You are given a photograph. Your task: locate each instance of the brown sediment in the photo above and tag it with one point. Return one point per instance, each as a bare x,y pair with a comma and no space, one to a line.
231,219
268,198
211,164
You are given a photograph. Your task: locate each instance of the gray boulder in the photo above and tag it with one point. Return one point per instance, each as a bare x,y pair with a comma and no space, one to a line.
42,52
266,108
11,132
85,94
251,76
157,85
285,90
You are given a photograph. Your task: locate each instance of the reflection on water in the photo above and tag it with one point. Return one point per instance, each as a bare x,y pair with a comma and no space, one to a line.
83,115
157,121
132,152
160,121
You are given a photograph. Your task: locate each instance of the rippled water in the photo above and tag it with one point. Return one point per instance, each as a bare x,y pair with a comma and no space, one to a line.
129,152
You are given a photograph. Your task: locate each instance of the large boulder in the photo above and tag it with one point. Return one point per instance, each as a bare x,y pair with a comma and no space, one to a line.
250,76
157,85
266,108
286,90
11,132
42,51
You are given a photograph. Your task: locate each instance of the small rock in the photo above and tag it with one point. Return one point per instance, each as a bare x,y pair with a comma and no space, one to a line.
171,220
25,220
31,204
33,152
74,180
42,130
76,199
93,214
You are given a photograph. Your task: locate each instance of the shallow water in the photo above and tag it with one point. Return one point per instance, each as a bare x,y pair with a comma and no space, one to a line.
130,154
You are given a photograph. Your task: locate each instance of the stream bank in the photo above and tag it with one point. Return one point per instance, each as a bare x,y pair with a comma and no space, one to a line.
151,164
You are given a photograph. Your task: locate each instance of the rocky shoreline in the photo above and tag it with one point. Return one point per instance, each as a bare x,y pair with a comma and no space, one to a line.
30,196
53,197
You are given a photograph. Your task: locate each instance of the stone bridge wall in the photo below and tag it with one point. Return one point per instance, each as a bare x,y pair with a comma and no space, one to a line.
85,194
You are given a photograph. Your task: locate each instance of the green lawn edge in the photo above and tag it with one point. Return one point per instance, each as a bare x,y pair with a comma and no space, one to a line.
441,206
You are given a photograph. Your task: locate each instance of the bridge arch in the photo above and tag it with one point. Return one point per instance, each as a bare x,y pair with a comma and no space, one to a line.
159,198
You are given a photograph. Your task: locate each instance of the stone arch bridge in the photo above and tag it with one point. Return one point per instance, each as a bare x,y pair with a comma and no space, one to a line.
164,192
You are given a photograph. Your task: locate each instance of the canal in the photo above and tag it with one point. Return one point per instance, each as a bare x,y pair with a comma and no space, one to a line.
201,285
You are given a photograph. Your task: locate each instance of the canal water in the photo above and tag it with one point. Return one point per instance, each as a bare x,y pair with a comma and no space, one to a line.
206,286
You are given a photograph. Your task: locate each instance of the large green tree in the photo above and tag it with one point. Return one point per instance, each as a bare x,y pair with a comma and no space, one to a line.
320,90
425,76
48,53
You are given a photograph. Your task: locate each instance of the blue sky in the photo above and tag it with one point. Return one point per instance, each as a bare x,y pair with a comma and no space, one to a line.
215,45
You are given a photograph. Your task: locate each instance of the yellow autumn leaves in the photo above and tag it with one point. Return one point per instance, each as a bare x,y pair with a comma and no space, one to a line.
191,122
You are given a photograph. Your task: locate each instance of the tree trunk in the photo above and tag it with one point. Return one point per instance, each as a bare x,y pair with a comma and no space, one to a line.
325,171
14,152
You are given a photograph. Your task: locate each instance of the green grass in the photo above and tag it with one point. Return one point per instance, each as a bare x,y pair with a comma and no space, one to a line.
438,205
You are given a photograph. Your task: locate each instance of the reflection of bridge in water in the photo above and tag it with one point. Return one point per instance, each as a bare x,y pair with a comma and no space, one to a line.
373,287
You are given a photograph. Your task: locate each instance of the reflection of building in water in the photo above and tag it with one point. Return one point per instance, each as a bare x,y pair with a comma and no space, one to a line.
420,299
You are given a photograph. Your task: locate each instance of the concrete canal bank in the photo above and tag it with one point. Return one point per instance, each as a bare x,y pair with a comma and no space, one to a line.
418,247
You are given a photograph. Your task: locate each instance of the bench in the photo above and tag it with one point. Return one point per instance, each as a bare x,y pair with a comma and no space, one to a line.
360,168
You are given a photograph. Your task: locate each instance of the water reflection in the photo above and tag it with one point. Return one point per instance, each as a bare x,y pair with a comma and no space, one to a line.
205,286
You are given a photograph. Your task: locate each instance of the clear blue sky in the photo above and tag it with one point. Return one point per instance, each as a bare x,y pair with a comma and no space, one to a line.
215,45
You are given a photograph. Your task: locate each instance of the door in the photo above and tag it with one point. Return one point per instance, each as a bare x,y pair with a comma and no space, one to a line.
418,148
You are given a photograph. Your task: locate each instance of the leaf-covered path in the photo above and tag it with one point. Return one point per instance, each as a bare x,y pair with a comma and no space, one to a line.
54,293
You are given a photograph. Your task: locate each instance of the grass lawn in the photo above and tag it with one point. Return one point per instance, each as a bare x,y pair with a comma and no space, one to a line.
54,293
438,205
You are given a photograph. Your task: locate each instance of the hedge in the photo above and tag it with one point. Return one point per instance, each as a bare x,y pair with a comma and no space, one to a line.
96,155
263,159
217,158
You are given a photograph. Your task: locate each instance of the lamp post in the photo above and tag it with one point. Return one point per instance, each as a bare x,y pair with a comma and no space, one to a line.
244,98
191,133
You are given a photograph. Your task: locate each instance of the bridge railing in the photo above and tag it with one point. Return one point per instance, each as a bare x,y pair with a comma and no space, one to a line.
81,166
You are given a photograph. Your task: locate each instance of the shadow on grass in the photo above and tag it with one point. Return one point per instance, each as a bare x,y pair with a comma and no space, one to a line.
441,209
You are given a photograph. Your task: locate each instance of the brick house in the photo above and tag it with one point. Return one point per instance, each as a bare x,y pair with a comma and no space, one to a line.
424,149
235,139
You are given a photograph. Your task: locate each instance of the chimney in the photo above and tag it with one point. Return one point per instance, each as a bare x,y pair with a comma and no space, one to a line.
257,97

* **Prompt**:
Reproduce the listing above verbatim, from first line to last.

* **Correct output**:
You are given a photograph. Your task: locate each instance of the brown sediment in the photo above and tag it with one point. Return one point per instance, each as a bare x,y pair with a comma and no space, one to a line.
231,219
268,198
211,164
You are given a photograph. Your task: locate each instance of the gray boulder in the photo above and tag it with one point. Return one point per instance, each as a bare x,y pair with a comma and no space, one to a line.
42,52
266,108
11,132
85,94
251,76
157,85
285,90
You are given a photograph. Your task: locate each instance of the reflection on water in the photo above and tag it with one point. Return one point per instance, each as a bare x,y pair with a comma and no space, one to a line.
83,115
157,121
132,152
160,121
You are given a photograph. Your task: locate each instance of the rippled water in the photo above and tag it with one point. Return one point per instance, each as a bare x,y pair with a comma and no space, one to a line.
129,152
You are given a photograph. Your task: locate each instance of the large boulder in the photo above and tag it with one point. Return one point per instance, each as a bare x,y pair with a comma and no space, one to a line.
250,76
157,85
266,108
286,90
11,132
42,51
You are given a photograph. Your task: locate each instance of the small rock in the photo above and tag it with one point. Return one point per instance, each as a bare x,y pair with a comma and no space, one to a line.
171,220
25,220
31,204
33,152
74,180
42,130
76,199
93,214
You are given a photograph. Your task: locate each instance of the shallow water in the photo above and tag it with one point. Return one point per instance, each as a bare x,y pair with a comma and no space, one to a line.
130,154
You are given a photograph. Your task: locate each instance of the stream bank in the photo above and tag it with one point. Return one point per instance, each as a bare x,y pair with a comma and no space, one to a line.
151,164
You are given a photograph. Your task: locate each instance of the rocky shoreline in the photo above and tag it with one point. Return one point per instance, each as a bare x,y pair with a comma and no space, one to a line.
30,196
53,197
You are given a photograph. Your task: locate each instance of the stone bridge wall in the photo below and tag it with one point. Return one point per instance, each as a bare x,y pair with a comma and no space, one to a line.
85,194
You are given a photograph. Your task: locate each instance of the green lawn edge in the photo above and tag it with one point. Return one point per instance, each as a bare x,y pair with a comma and no space, one to a line.
441,206
You are given a photograph. Your task: locate each instance of the bridge arch in the photo above and tag it with one point. Return one point per instance, each as a bare x,y pair with a comma and no space, one to a line.
159,198
You are given a photograph. Your task: locate each instance of the stone arch bridge in the photo above and tag it with one point. Return one point per instance, each as a bare x,y pair with a comma and no space, one to a line.
164,192
You are given a photograph. Your task: locate each instance of the canal in the photo above and tag it with one point. Return one point per instance, each as a bare x,y pair with a comma and no space, one to a line.
201,285
You are given a photograph. Your task: locate each instance of the canal water in the photo above and tag it with one point. Return one point per instance, each as a bare x,y pair with a comma and no space, one to a line.
206,286
You are given a photograph. Your task: locate each instance of the large green tree in the photo above and tag it with one point. Return one point per instance, each as a bare x,y pair with a comma and no space, one to a line.
320,90
425,76
48,53
You are given a photograph. Your task: locate each instance of the blue sky in the photo above and tag it with one point. Return one point per instance, each as a bare x,y pair with a comma and no space, one to a line.
215,45
You are given a photograph. Your task: locate each instance of the yellow autumn leaves in the photo above and tag it with one point. Return one point per instance, each as a bare x,y pair with a comma and no space, one to a line.
191,122
You are given a photograph. Your task: locate each instance of the tree trunk in the photo above and tag it with one point. Return one point per instance, each as a bare x,y pair with a comma and no space, one to a line.
325,171
14,152
You are given a photograph. Your task: locate each instance of the green grass in the photo above and tag it with one point. Return one point per instance, each as a bare x,y pair with a comma and no space, one to a line.
438,205
You are given a photograph. Your task: locate each instance of the reflection of bridge in water in the photo above and tag it with one point. Return one point per instance, each as a bare x,y pair with a comma and no space, one to a line.
373,287
You are given a photograph. Your task: locate each instance of the reflection of building in water in the photo above and tag it with one point. Return one point per instance, each as a bare x,y pair with a comma and no space, one to a line.
420,299
You are given a photograph. Your task: locate each instance of the concrete canal bank in the photo above and tag it with one point. Return one point per instance, each as a bare x,y pair with a comma and no space, one to a line.
418,247
You are given a photograph. Your task: locate each instance of the bench in the photo above and tag it with one point. Return one point per instance, each as a bare x,y pair with a comma and no space, one to a line.
360,168
You are given a photograph. Your task: locate each instance of the water reflection in the photo above and tag it with one point. Return one point per instance, each as a bare x,y pair with a comma and no space, one to a line.
205,286
You are given a photograph. Your task: locate each instance of the clear blue sky in the photo above and tag it with one point. Return one point per instance, each as a bare x,y pair with a comma and no space, one to a line.
215,45
You are given a photograph. Your task: locate each instance of the door in the photo above and tag it with one point. Return one point per instance, each as a bare x,y pair with a comma and no space, one to a line.
418,148
You are given a photograph. Your task: locate each instance of the leaf-covered path in the photo above and tag it with one point. Return one point per instance, each as a bare x,y pair with a comma and no space, one to a line.
54,293
You are given a photograph. Your task: locate each instance of the grass lawn in the photo above and tag it with one point. Return one point per instance, each as a bare x,y pair with a comma and no space, one to a line.
54,293
438,205
You are given a photograph. Your task: locate each instance of the hedge in the photo above and tag it with one point. Return one point per instance, each as a bare x,y pair with a comma and no space, one to a line.
96,155
263,159
217,158
You are given a photograph. Your task: locate each instance of the lamp post in the photo above and tag it with one point. Return one point per instance, each as a bare x,y pair with a comma and no space, one to a line.
244,98
191,133
You are given a photograph. Your task: locate each instance of the bridge railing in the photo above and tag it with one point. Return one point per instance, each as a bare x,y pair with a comma and no space, one to a line.
81,166
You are given a photograph. Your task: locate each instance of the shadow on grass in the photo above and tag it with one point. Return one point per instance, each as a bare x,y pair with a comma and no space, one to a line.
441,209
You are given a photograph. Your task: locate each instance of the brick house in the photo above and tag it with one point. Return one point per instance, each as a bare x,y pair with a comma and no space, one to a line.
424,149
235,139
You are given a photograph. Your task: locate each instance of the chimney in the photo above and tag it with one point. Return one point per instance, each as a bare x,y pair with a comma and no space, one to a line.
257,97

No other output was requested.